▸ **EXERCISE OBJECTIVE**
Rewrite every entry below as a numbered list, skipping blank lines and leaving out the pictures.

▸ **TASK INPUTS**
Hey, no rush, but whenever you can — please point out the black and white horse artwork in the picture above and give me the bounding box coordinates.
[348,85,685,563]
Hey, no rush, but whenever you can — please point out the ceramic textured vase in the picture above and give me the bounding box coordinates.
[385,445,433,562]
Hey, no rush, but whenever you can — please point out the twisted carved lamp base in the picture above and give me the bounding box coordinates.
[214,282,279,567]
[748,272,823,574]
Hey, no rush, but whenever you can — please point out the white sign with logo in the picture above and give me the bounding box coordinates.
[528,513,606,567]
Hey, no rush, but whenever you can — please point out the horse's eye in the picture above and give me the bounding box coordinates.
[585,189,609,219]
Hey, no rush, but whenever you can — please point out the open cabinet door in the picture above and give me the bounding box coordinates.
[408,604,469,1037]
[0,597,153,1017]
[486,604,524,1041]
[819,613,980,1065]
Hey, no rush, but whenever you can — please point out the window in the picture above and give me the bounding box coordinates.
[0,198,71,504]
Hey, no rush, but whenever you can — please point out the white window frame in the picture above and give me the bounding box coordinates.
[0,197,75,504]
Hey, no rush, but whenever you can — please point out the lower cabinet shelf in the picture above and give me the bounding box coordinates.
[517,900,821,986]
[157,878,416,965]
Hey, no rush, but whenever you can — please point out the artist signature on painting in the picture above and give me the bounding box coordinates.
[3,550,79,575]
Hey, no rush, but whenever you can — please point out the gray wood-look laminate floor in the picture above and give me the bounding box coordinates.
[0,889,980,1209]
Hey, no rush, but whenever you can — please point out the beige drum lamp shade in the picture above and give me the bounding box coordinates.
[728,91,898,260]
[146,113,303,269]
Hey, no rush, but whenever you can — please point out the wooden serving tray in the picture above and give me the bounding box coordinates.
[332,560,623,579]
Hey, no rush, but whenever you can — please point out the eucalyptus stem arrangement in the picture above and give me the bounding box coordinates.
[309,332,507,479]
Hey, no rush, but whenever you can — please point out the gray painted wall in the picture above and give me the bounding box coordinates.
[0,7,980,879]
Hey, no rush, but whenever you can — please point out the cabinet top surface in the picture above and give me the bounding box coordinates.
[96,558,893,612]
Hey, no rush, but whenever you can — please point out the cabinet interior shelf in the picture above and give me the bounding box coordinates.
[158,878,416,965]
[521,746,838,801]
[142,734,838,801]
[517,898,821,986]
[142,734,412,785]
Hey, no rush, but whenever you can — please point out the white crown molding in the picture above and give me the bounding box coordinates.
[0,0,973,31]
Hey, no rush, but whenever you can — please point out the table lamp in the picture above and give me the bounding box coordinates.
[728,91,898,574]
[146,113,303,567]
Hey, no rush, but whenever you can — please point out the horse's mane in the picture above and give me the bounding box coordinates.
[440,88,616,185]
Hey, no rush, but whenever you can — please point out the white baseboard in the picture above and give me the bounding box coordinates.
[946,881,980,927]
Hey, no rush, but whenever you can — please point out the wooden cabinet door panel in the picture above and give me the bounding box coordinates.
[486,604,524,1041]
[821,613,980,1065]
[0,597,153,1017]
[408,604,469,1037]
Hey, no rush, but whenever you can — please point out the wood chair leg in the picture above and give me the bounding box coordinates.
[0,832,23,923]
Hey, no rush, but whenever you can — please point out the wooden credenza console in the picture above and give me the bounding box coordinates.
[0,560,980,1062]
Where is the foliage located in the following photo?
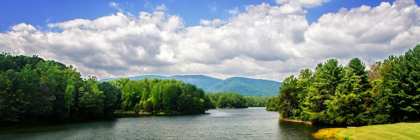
[244,96,272,107]
[335,123,420,140]
[101,75,282,96]
[0,53,212,123]
[267,45,420,126]
[208,92,248,108]
[113,78,212,114]
[0,53,115,122]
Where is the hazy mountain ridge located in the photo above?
[100,75,283,96]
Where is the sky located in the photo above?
[0,0,420,81]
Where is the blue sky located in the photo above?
[0,0,420,81]
[0,0,400,32]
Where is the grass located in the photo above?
[312,128,346,140]
[314,123,420,140]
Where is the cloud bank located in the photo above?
[0,0,420,81]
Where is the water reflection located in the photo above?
[0,108,318,140]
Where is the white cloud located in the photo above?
[108,2,124,12]
[45,16,53,22]
[199,19,226,27]
[209,3,218,12]
[0,0,420,81]
[228,7,239,15]
[156,4,168,11]
[276,0,329,7]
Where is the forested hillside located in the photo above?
[101,75,282,96]
[267,45,420,125]
[106,78,212,114]
[0,53,210,122]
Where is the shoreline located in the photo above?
[280,119,312,125]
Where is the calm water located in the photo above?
[0,108,319,140]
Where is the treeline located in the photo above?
[0,53,119,122]
[0,53,211,123]
[265,97,279,111]
[267,45,420,125]
[108,78,212,114]
[208,92,248,108]
[207,92,272,108]
[244,96,273,107]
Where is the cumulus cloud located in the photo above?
[0,0,420,81]
[156,4,168,11]
[108,2,124,12]
[276,0,329,7]
[228,7,239,15]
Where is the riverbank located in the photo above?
[280,118,312,125]
[313,123,420,140]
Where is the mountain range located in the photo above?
[99,75,283,96]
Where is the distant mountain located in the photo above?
[100,75,283,96]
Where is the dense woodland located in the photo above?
[267,45,420,125]
[208,92,248,108]
[108,78,213,114]
[244,96,273,107]
[0,53,211,122]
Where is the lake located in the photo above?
[0,107,320,140]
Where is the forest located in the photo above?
[107,78,213,114]
[208,92,248,108]
[267,45,420,126]
[0,53,211,123]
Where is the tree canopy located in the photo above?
[267,45,420,125]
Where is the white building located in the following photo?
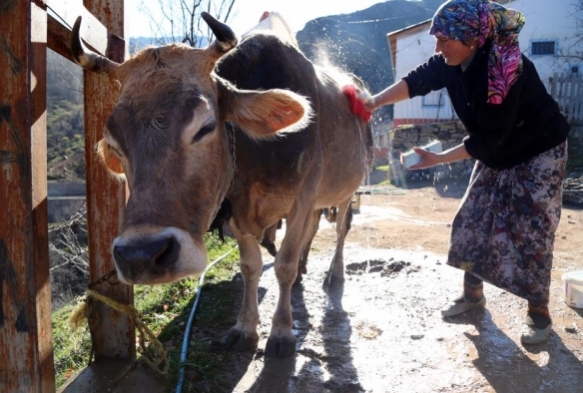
[387,0,583,127]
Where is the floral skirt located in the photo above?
[447,142,567,305]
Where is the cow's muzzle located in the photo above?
[112,228,206,284]
[113,236,180,281]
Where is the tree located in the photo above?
[140,0,235,48]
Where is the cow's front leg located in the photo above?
[324,196,352,291]
[265,204,313,358]
[227,220,263,351]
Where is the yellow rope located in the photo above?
[69,289,169,376]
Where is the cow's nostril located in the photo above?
[154,237,180,268]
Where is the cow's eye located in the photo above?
[192,123,217,143]
[107,144,123,157]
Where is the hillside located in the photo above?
[47,0,441,181]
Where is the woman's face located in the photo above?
[435,35,478,66]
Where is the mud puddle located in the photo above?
[233,244,583,393]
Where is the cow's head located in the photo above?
[71,13,309,284]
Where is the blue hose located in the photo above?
[176,248,235,393]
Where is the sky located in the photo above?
[125,0,384,37]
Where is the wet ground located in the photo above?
[221,188,583,393]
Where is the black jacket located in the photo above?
[403,42,570,169]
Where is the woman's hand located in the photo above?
[401,147,444,169]
[363,97,377,113]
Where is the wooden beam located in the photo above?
[84,0,135,361]
[46,0,126,61]
[0,1,55,393]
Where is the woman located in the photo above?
[367,0,570,344]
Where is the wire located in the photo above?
[176,248,235,393]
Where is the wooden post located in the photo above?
[0,1,55,393]
[84,0,135,361]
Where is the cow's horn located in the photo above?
[71,17,119,74]
[200,12,237,53]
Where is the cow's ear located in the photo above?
[96,139,123,176]
[219,83,312,138]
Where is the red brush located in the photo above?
[342,85,372,123]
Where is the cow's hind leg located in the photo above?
[227,220,263,351]
[324,196,352,291]
[296,209,324,283]
[265,198,314,358]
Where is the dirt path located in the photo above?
[217,187,583,393]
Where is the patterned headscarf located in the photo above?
[429,0,524,104]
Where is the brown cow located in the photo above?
[72,13,372,357]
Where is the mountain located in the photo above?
[296,0,443,124]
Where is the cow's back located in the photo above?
[217,34,372,233]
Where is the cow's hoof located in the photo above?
[265,336,297,359]
[322,274,344,292]
[226,328,259,352]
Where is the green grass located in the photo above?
[53,235,239,392]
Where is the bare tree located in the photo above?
[560,0,583,62]
[140,0,235,48]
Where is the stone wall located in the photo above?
[389,121,474,184]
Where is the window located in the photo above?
[531,41,556,56]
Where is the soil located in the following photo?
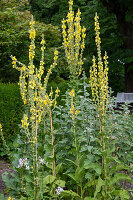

▸ **RESULT OF THE TASK**
1. Hey, no rush, but whenever you can — please point out the black and white horse artwork in the picture above and give me the bounding box coordinates.
2. [348,85,685,563]
3. Hey, no rush, but whenever you can — please point out the ceramic textured vase in the picture above and give me the bounding box coordinates.
4. [385,445,433,562]
5. Hey, no rush, but whenever you can — please point out the twisted carved lamp base in the picture above and give me the bounding box coordinates.
6. [214,282,279,567]
7. [748,272,823,574]
8. Hey, no rush, but whenever you can — please point out the white sign with logo in the picture above and give me the bounding box coordinates.
9. [528,513,606,567]
10. Hey, no rush, but whenever you can — please point out the horse's eye in the picture above and give me the bounding box coordinates.
11. [585,189,609,219]
12. Hey, no rush, but whenever you can — please point out the open cabinet door in the picture above and give me the bounding box coordinates.
13. [408,604,469,1037]
14. [0,597,153,1017]
15. [486,604,524,1041]
16. [819,613,980,1065]
17. Hey, no rush, but whenever you can — please point out the window in the picture above and give me the bounding box coordinates.
18. [0,198,71,504]
19. Hey, no rush, but whenever you can — please point out the white window frame in the picture above and give me the bounding box coordinates.
20. [0,197,75,504]
21. Hey, no rush, but whenever you can — please point out the lower cabinet shelf in the picture above and give me the bounding box coordinates.
22. [517,900,821,986]
23. [157,878,416,965]
24. Hey, no rush, but whenever you can — please point out the artist signature on painting in the picture above and give me the bounding box coordinates.
25. [3,550,79,575]
26. Hey, no rush, but whenever you can — please point out the gray wood-look laminate floor in the picture above and give me the bounding box coordinates.
27. [0,889,980,1209]
28. Hey, no rush, but whenever you can — please point out the beige drum lamp shade in the picture above and give me the bounding box coordinates.
29. [728,91,898,260]
30. [146,113,303,269]
31. Hey, no rush, but whenever you can — please point out the wooden serving tray in the picture above and give me the bounding box coordinates.
32. [332,560,623,579]
33. Hey, no rush, but whenever you can — please point out the eucalyptus stem arrangement in the picture above and give me the bounding box coordinates.
34. [309,332,507,479]
35. Hey, no rush, but whenever you can — please point out the gray painted wall in the picture above and give me the bounding box coordinates.
36. [0,7,980,879]
37. Hey, no rush, but whenever you can — please point out the cabinet top surface in the picture above and give me the bounding box coordinates.
38. [96,558,893,612]
39. Hey, no rush, but whenever you can — please point out the cabinet interior shelf in the picture above and give me the bounding box coordinates.
40. [158,878,416,965]
41. [521,746,838,801]
42. [142,734,838,801]
43. [517,898,821,986]
44. [142,734,412,785]
45. Hey, no rush, but whenever you can — please point out the white crown molding in the picture above and give me the bounding box coordinates.
46. [0,0,973,31]
47. Hey, no rush, but whenever you can — please point out the table lamp in the picture above and give me the bounding box coordinates.
48. [728,91,898,574]
49. [146,113,303,567]
50. Hey, no rush, but whenever you can — please point out the horse's mane in the picture above and give me the bounding box coordinates.
51. [440,88,616,185]
52. Hey, no rush, but whenever you can — please point out the white baseboard in the picture above and give me the bounding box coordinates.
53. [946,881,980,927]
54. Hey, no rush, but whenever you can — please point out the wooden cabinet door panel in the picture above and give me the bounding box coordinates.
55. [486,604,524,1041]
56. [821,613,980,1065]
57. [0,597,153,1017]
58. [408,604,469,1037]
59. Hey, no rush, but whenever you can — please point out the wood chair leg in the picture above and give me the bounding box coordinates.
60. [0,832,23,923]
61. Hey, no rush, but whenever you can — please point out the wooden credenza console in the picture above and give me the bounding box coordinates.
62. [0,560,980,1062]
63. Where is the foliage located in the following photo?
64. [244,96,272,107]
65. [335,123,420,140]
66. [101,75,282,96]
67. [0,53,212,123]
68. [267,45,420,126]
69. [208,92,248,108]
70. [113,78,212,114]
71. [0,53,115,122]
72. Where is the hazy mountain ridge located in the photo above?
73. [100,75,283,96]
74. Where is the sky located in the photo above?
75. [0,0,420,81]
76. Where is the blue sky located in the photo above?
77. [0,0,420,81]
78. [0,0,400,32]
79. Where is the grass located in the photo above?
80. [312,128,346,140]
81. [314,123,420,140]
82. Where is the cloud bank located in the photo above?
83. [0,0,420,81]
84. Where is the water reflection located in the photo above?
85. [0,108,318,140]
86. Where is the white cloud located in the photo above?
87. [108,2,124,12]
88. [45,16,53,22]
89. [199,19,226,27]
90. [209,3,218,12]
91. [0,0,420,81]
92. [228,7,239,15]
93. [156,4,168,11]
94. [276,0,329,7]
95. Where is the forested hillside located in the photo above?
96. [101,75,282,96]
97. [267,45,420,125]
98. [106,78,212,114]
99. [0,53,210,122]
100. Where is the shoreline located in the photo above?
101. [280,119,312,125]
102. Where is the calm water located in the photo above?
103. [0,108,319,140]
104. Where is the treeline located in the photo above?
105. [0,53,119,122]
106. [0,53,211,123]
107. [265,97,279,111]
108. [267,45,420,125]
109. [108,78,212,114]
110. [208,92,248,108]
111. [207,92,272,108]
112. [244,96,273,107]
113. Where is the cumulus cloud located in the photo above?
114. [0,0,420,81]
115. [156,4,168,11]
116. [108,2,124,12]
117. [276,0,329,7]
118. [228,7,239,15]
119. Where is the riverbank located in the photo above?
120. [280,118,312,125]
121. [313,123,420,140]
122. Where is the mountain range located in the photo above?
123. [99,75,283,96]
124. Where is the distant mountain located in the photo above?
125. [100,75,283,96]
126. Where is the dense woodland located in the photo above?
127. [267,45,420,125]
128. [208,92,248,108]
129. [108,78,213,114]
130. [244,96,273,107]
131. [0,53,211,122]
132. Where is the lake located in the photo above?
133. [0,107,320,140]
134. Where is the forest located in the photo above?
135. [107,78,213,114]
136. [208,92,248,108]
137. [267,45,420,126]
138. [0,53,211,123]
139. Where is the tree canopy located in the photo above?
140. [267,45,420,125]
141. Where is the white building located in the following photo?
142. [387,0,583,127]
143. Where is the floral skirt located in the photo above?
144. [447,142,567,305]
145. Where is the cow's muzzle located in the photo above?
146. [112,228,206,284]
147. [113,236,180,281]
148. Where is the tree located in the photo above?
149. [140,0,235,48]
150. Where is the cow's front leg located in the photo above?
151. [324,196,352,291]
152. [265,204,313,358]
153. [227,220,263,351]
154. Where is the yellow rope located in the photo above?
155. [69,289,169,376]
156. Where is the cow's nostril located in the photo above?
157. [154,237,180,268]
158. Where is the cow's eye located in the photo above?
159. [192,123,217,143]
160. [107,144,123,157]
161. Where is the hillside located in the photo above?
162. [47,0,441,181]
163. Where is the woman's face located in the photo above?
164. [435,35,478,66]
165. Where is the mud puddle located in the photo above?
166. [233,244,583,393]
167. Where is the cow's head located in the photo above?
168. [71,13,309,284]
169. Where is the blue hose located in the photo above?
170. [176,248,235,393]
171. Where is the sky located in the photo above?
172. [125,0,384,37]
173. Where is the wet ground located in the photo above?
174. [221,188,583,393]
175. Where is the black jacket located in the photo above?
176. [403,42,570,169]
177. Where is the woman's hand located in the photo above?
178. [401,147,444,169]
179. [363,97,377,113]
180. Where is the wooden beam located in the photo above?
181. [84,0,135,361]
182. [46,0,126,61]
183. [0,1,55,393]
184. Where is the woman located in the photo above?
185. [367,0,570,344]
186. Where is the wire located in the photo above?
187. [176,248,235,393]
188. Where is the wooden post located in the photo above?
189. [0,1,55,393]
190. [84,0,135,361]
191. Where is the cow's horn located in the photo above?
192. [71,17,119,74]
193. [200,12,237,53]
194. Where is the cow's ear located in the photo above?
195. [96,139,123,176]
196. [219,83,312,138]
197. Where is the red brush located in the photo above?
198. [342,85,372,123]
199. Where is the cow's hind leg located in the photo above?
200. [227,220,263,351]
201. [324,196,352,291]
202. [296,209,324,283]
203. [265,198,314,358]
204. Where is the dirt path located in the photo above?
205. [217,187,583,393]
206. Where is the patterned headscarf located in the photo above?
207. [429,0,524,104]
208. Where is the brown cow located in the photo above?
209. [72,13,372,357]
210. Where is the mountain located in the photo above?
211. [296,0,443,124]
212. Where is the cow's back located in the photo above?
213. [217,34,372,233]
214. Where is the cow's hoof located in the photo above?
215. [265,336,297,359]
216. [322,274,344,292]
217. [226,328,259,352]
218. Where is the green grass located in the photo above?
219. [53,235,239,392]
220. Where is the bare tree located in the photo above?
221. [560,0,583,62]
222. [140,0,235,48]
223. Where is the stone wall located in the photo above?
224. [389,121,474,184]
225. Where is the window located in the photo above?
226. [531,41,556,56]
227. Where is the soil located in the following photo?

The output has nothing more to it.